(begin)
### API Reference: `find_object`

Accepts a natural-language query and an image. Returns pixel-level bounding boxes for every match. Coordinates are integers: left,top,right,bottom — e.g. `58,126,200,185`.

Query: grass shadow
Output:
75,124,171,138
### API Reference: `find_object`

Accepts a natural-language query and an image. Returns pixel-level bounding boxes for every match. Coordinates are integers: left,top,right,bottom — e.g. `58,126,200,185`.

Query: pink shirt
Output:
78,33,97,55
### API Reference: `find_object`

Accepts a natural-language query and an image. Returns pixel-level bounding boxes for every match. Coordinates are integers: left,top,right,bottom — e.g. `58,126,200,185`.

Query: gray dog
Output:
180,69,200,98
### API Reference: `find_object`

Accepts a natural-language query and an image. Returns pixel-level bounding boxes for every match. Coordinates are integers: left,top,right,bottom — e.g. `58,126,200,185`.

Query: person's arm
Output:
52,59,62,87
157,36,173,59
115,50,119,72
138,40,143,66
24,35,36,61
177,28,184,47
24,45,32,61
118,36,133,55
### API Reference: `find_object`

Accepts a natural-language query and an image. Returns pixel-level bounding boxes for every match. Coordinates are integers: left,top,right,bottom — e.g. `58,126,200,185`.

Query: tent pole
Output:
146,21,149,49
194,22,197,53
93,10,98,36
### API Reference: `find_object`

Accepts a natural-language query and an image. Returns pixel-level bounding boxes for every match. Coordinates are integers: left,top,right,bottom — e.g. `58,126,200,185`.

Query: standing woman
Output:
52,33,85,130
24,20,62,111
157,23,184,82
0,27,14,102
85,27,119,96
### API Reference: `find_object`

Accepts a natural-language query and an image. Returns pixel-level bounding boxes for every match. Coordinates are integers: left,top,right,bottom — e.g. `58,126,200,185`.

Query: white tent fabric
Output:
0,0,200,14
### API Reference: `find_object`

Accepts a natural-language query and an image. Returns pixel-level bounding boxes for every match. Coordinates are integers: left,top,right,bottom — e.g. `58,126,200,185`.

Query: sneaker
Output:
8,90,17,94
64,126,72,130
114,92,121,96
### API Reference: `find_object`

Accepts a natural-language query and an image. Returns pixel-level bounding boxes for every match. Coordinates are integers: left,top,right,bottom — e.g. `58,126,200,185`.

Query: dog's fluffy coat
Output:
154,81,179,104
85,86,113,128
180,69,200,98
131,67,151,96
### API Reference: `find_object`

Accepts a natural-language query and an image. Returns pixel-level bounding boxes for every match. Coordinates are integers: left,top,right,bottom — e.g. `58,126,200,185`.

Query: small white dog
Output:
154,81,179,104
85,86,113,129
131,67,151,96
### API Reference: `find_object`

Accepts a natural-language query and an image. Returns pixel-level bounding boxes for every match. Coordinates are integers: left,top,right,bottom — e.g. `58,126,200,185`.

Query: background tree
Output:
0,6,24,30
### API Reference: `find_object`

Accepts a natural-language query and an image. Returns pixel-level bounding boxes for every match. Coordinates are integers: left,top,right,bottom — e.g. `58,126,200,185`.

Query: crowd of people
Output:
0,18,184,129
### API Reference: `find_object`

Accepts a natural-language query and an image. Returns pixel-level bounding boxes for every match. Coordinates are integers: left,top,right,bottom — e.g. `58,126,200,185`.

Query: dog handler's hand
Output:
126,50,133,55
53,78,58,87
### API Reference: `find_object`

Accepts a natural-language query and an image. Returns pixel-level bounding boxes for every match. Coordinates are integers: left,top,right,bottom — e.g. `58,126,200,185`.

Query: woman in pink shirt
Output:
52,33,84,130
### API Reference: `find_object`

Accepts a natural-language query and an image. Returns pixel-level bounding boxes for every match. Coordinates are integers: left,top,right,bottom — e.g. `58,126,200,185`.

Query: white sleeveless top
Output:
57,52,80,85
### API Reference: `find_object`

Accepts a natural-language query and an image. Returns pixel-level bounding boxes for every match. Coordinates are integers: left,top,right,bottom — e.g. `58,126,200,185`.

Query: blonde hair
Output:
(end)
• WHAT NEEDS TO BE DONE: Select every line of the entries above that contains the word "pink".

• REPLY:
Query: pink shirt
Query: woman in pink shirt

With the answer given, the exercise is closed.